→ **GIVEN PROBLEM**
Quote the listing word for word, from the line containing "Put a pin on every instance of the white spot" through the end of the listing, both ends included.
::::::::
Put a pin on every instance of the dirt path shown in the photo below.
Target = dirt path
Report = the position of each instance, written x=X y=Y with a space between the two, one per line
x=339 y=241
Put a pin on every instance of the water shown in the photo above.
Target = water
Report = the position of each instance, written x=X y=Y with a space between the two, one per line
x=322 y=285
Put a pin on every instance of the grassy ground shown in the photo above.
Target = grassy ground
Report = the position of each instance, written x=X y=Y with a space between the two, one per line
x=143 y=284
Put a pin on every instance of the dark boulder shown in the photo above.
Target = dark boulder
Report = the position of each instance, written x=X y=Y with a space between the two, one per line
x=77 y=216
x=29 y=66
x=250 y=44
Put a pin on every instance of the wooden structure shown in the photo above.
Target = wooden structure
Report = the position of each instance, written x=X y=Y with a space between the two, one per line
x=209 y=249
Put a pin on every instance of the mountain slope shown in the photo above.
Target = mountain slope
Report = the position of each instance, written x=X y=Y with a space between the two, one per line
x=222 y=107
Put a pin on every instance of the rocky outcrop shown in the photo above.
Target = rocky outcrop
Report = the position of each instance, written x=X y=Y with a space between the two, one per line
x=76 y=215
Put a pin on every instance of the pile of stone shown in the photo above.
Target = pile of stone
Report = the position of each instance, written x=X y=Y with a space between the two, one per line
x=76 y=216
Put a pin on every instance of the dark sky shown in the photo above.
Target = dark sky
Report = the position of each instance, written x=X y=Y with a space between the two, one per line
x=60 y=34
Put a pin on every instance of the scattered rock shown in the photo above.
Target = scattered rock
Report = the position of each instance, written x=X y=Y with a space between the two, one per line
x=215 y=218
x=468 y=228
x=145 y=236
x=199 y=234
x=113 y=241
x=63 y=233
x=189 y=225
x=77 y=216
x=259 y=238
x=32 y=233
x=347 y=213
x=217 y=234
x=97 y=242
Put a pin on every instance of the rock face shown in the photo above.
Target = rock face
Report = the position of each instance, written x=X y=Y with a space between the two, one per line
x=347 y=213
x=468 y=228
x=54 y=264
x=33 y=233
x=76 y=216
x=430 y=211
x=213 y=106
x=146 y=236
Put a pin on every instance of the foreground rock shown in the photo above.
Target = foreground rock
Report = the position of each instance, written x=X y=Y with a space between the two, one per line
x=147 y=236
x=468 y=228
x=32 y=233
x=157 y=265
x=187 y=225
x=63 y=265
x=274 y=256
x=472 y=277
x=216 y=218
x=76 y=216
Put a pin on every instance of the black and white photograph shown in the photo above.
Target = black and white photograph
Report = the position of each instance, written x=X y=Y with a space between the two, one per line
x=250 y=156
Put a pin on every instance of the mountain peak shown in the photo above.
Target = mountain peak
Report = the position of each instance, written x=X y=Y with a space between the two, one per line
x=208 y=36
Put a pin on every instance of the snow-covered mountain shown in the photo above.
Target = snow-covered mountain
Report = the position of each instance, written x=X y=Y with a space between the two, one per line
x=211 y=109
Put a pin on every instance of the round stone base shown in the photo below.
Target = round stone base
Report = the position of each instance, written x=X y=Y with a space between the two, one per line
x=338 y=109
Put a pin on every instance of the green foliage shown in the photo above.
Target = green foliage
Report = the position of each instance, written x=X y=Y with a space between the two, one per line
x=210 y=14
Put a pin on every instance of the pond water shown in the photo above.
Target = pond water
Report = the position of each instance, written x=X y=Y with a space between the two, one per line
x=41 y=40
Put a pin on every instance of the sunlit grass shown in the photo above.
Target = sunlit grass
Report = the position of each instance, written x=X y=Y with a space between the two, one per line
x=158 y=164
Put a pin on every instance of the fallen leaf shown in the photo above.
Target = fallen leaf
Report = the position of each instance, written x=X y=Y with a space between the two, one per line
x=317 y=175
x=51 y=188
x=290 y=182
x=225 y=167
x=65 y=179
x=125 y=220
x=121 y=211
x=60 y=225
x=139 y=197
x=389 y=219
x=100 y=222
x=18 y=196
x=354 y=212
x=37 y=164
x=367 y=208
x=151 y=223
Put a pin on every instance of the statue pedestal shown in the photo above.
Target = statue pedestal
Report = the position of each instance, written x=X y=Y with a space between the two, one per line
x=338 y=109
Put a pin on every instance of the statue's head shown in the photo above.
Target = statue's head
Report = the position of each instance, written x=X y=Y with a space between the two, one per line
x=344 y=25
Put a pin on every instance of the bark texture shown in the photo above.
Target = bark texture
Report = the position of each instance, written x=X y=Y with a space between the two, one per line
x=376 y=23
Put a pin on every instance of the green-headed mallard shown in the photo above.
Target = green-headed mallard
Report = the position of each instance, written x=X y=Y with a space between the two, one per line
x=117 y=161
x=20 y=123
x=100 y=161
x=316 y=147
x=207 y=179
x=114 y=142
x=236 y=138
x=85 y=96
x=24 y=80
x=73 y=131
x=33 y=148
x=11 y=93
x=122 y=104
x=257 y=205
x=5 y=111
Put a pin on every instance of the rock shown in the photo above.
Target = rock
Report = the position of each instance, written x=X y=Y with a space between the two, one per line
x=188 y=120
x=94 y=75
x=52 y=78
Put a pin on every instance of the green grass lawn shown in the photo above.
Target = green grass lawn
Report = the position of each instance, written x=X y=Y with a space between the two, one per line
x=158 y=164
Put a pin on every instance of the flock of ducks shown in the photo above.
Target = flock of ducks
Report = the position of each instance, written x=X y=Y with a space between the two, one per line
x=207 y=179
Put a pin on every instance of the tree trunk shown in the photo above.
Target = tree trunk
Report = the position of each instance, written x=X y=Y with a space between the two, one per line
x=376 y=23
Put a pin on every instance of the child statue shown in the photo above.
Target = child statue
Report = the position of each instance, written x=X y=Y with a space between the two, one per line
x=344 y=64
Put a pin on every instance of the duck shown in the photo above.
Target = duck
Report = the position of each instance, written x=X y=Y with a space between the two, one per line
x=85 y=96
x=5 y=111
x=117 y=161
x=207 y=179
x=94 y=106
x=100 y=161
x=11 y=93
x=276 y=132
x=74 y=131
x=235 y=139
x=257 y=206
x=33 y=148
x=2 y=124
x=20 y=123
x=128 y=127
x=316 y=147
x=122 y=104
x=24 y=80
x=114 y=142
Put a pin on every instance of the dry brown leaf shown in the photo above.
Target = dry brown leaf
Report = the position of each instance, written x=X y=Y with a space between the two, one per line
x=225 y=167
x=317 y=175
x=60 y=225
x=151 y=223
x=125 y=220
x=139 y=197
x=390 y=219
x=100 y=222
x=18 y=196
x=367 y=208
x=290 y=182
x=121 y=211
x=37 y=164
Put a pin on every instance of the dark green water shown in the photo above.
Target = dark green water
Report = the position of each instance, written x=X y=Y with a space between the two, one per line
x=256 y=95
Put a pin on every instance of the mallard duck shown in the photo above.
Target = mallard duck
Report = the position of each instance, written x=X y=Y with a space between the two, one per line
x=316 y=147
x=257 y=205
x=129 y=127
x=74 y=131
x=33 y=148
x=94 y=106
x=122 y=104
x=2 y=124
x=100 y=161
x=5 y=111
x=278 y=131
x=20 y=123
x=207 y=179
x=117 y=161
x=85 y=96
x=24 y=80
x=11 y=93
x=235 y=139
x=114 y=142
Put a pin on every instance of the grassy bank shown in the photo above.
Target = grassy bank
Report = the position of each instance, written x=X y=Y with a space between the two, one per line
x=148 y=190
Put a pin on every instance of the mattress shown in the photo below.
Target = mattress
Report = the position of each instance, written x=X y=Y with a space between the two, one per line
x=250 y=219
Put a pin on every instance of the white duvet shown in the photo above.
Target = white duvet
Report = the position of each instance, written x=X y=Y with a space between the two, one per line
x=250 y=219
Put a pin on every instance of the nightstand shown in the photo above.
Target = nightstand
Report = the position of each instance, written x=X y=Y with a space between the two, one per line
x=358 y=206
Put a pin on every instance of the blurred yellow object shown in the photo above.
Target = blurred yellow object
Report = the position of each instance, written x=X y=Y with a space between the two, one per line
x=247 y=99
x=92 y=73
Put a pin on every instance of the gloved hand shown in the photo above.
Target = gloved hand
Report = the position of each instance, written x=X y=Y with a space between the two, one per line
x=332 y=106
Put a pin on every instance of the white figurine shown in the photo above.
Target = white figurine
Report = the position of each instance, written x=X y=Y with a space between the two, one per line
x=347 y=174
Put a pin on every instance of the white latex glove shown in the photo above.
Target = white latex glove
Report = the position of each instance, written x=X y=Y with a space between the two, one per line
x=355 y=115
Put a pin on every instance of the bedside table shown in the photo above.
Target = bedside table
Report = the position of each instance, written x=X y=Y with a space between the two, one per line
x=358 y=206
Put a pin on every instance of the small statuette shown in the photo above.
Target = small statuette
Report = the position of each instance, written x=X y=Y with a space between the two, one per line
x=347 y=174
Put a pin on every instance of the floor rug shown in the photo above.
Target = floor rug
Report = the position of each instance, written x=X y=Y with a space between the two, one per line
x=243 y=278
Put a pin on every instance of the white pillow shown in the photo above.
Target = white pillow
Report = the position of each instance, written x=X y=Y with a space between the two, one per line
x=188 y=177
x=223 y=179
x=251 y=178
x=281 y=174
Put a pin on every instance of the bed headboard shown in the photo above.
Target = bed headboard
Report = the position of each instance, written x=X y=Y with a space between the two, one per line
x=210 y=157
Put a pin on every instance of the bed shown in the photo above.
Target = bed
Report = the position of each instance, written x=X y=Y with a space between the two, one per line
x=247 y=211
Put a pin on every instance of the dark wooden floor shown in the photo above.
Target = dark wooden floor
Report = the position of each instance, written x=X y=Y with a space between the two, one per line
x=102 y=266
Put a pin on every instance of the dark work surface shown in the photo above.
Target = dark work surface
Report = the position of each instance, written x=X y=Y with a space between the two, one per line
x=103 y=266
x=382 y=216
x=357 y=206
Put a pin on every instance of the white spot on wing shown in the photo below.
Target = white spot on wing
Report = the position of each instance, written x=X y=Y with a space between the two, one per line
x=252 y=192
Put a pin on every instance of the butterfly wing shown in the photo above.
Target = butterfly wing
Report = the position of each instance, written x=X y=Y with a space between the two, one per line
::::::::
→ **FINISHED EXERCISE**
Put a pin on every instance of the white spot on wing shown in the photo below.
Target = white spot on wing
Report = the position of each instance, written x=X y=Y with a space between the two, one per line
x=252 y=192
Put a pin on every instance of the butterfly wing shown in the photo above.
Target = butterfly wing
Report = the position of each instance, written x=X y=Y with a space between the two, one per line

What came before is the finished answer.